EXERCISE: Copy all of the entries below word for word, but leave out the pictures.

[BEGIN]

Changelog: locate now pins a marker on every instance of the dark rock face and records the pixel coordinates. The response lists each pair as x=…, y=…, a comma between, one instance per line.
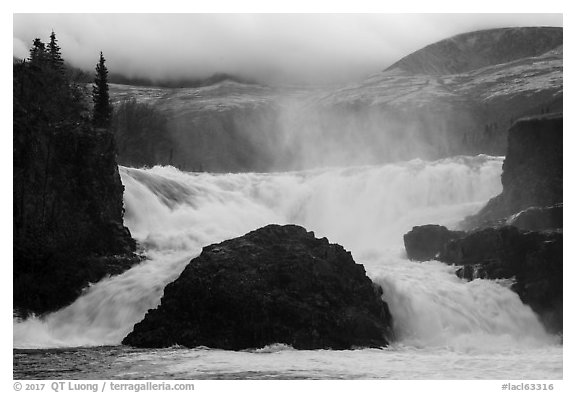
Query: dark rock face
x=427, y=242
x=538, y=218
x=534, y=259
x=278, y=284
x=68, y=214
x=532, y=171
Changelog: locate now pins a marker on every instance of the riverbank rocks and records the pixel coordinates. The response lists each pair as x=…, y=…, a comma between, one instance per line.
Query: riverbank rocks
x=277, y=284
x=426, y=242
x=532, y=259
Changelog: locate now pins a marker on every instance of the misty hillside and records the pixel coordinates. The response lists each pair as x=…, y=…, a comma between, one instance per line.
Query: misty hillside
x=470, y=51
x=394, y=115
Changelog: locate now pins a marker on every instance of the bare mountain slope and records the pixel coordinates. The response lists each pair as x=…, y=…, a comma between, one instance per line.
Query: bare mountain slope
x=470, y=51
x=394, y=115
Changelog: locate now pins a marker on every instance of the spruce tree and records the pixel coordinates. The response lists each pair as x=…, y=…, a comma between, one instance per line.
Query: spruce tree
x=54, y=54
x=38, y=52
x=102, y=109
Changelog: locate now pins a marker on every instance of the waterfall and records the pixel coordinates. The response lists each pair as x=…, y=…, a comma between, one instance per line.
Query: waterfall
x=367, y=209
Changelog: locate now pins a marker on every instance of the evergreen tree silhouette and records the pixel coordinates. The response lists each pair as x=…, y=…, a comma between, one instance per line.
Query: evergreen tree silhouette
x=54, y=55
x=102, y=113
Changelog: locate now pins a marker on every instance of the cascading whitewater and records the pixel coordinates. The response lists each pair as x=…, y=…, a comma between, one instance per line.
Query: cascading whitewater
x=366, y=209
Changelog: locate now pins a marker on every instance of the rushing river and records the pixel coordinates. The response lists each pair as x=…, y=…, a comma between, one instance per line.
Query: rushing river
x=446, y=328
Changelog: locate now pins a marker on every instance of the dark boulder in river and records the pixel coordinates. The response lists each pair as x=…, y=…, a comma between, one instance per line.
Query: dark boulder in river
x=426, y=242
x=277, y=284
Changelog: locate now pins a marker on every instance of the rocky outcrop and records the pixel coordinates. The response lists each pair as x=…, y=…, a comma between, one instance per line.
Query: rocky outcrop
x=427, y=242
x=538, y=218
x=532, y=259
x=532, y=171
x=518, y=234
x=278, y=284
x=68, y=214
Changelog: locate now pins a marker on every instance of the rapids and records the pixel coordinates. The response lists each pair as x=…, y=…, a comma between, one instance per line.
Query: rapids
x=367, y=209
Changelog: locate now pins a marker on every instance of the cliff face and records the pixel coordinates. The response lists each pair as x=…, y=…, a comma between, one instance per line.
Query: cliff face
x=68, y=213
x=532, y=171
x=432, y=104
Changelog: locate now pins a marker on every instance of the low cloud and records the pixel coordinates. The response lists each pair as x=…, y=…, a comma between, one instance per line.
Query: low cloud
x=286, y=48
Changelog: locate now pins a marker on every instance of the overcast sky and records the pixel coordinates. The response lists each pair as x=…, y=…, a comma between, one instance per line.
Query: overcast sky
x=286, y=48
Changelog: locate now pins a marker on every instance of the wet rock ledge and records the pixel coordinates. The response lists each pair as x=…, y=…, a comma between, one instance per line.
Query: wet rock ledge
x=277, y=284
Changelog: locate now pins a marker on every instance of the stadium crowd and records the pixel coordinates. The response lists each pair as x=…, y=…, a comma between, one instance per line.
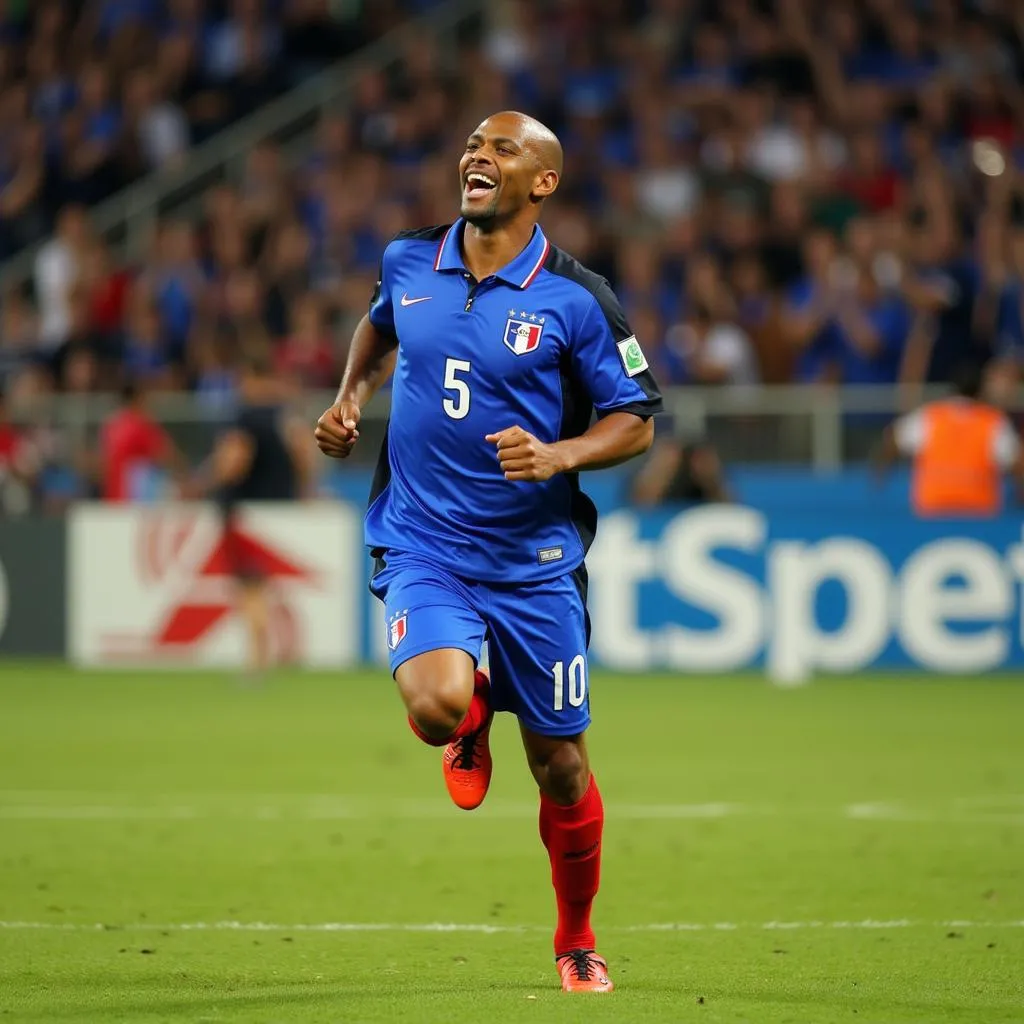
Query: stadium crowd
x=778, y=189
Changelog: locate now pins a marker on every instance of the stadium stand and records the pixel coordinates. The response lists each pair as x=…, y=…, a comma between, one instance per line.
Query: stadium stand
x=779, y=192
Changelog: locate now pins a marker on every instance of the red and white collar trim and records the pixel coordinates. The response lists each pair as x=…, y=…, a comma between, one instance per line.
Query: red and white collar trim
x=538, y=265
x=440, y=249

[END]

SOLUTION BELOW:
Changelog: locate now pins a marker on every instance of the dark rock face and records the pixel coordinates. The response lists each pair as x=…, y=…, a comma between, one instance per line.
Query: dark rock face
x=427, y=242
x=538, y=218
x=534, y=259
x=278, y=284
x=68, y=214
x=532, y=171
Changelog: locate now pins a marker on every instance of the riverbank rocks and records the pixel coordinates. The response lists each pair as x=…, y=…, a comma between, one instance per line.
Query: riverbank rocks
x=277, y=284
x=426, y=242
x=532, y=259
Changelog: locate now pins a marker on every instance of the misty hillside and records the pixel coordinates. The response lists each pair as x=…, y=…, a comma between, one instance per line.
Query: misty hillside
x=470, y=51
x=394, y=115
Changelog: locate now pins a marker on every instance of the bare mountain slope and records the pixel coordinates. The response lists each pair as x=…, y=…, a comma between, one instance per line.
Query: bare mountain slope
x=470, y=51
x=394, y=115
Changelog: locate now pins a marker on every instance of the spruce tree and records the pixel coordinates. The response lists each pair as x=…, y=…, a comma between, one instance per line.
Query: spruce tree
x=54, y=54
x=38, y=52
x=102, y=109
Changelog: locate now pins a marker on every instance of the waterfall and records the pixel coordinates. The response lists each pair as x=…, y=…, a comma between, one instance per line.
Query: waterfall
x=367, y=209
Changelog: locate now pins a marker on every instance of the evergreen tree silhouette and records the pixel coordinates. The response lists each pair as x=…, y=…, a comma between, one instance per line.
Query: evergreen tree silhouette
x=54, y=55
x=102, y=113
Changelog: locate now pins a marker on every instance of the cascading whitewater and records the pixel coordinates. The response lists each pair as x=…, y=…, a comma between, one instance per line.
Query: cascading whitewater
x=366, y=209
Changelog: locate now pins a marker on every instance of the rushing river and records the pixel coordinates. The response lists each pair as x=…, y=…, a comma between, one instance per line.
Query: rushing river
x=446, y=328
Changelog: locate now pins a marker on every instance of the dark boulder in river and records the pixel coordinates. The response lists each pair as x=…, y=…, a comma between, one instance per line.
Query: dark boulder in river
x=426, y=242
x=277, y=284
Changelog: locate now pins a marker on every instance of the rocky outcrop and records the pixel coordinates. The response lists each pair as x=…, y=…, a comma between, one instance per line.
Query: rocky outcrop
x=427, y=242
x=538, y=218
x=532, y=259
x=532, y=171
x=518, y=234
x=278, y=284
x=68, y=214
Changelog: locate now pins a marker on every instance of the rapids and records the pixel coordinates. The response lists each pair as x=…, y=…, a comma between, one instance per line.
Query: rapids
x=367, y=209
Changelog: locate now pins a marker on every instance of the cliff face and records the pixel coordinates. The response lists each pair as x=…, y=…, a comma between, one instance per line.
Query: cliff face
x=68, y=213
x=532, y=171
x=432, y=104
Changelog: locate now pins a marker on every instance of the low cloud and records the pixel coordinates. The response lists each pair as x=…, y=…, a comma between, one instance per line.
Query: low cloud
x=286, y=48
Changelog: locate now pins a marker on every instance of the overcast sky and records the pixel coordinates. The response lists each pair as x=…, y=…, a comma between, one instance per line.
Query: overcast sky
x=286, y=48
Changelog: locate now pins a marker on every instance of the wet rock ledge and records the pixel coordinates. The response lists each pair as x=…, y=…, a comma between, one instance per line.
Query: wet rock ledge
x=277, y=284
Changelog: locate now pins a marker on every instance of the stadium crowd and records the pixel coordinates. The response lists each pair as x=…, y=…, a comma between, one instance per line.
Query: stadium crowd
x=778, y=189
Changelog: locate now pins a marker on every instance of the stadium stand and records the pixel coordinates. The response lists each pair as x=…, y=…, a comma between, one instance per line.
Query: stadium stand
x=779, y=192
Changelog: locate now pins a marker on every instance of the red and white collar trim and records the pixel coordinates. The response lists each pair as x=…, y=…, a comma between, one instance per line.
Query: red and white collar trim
x=538, y=265
x=440, y=249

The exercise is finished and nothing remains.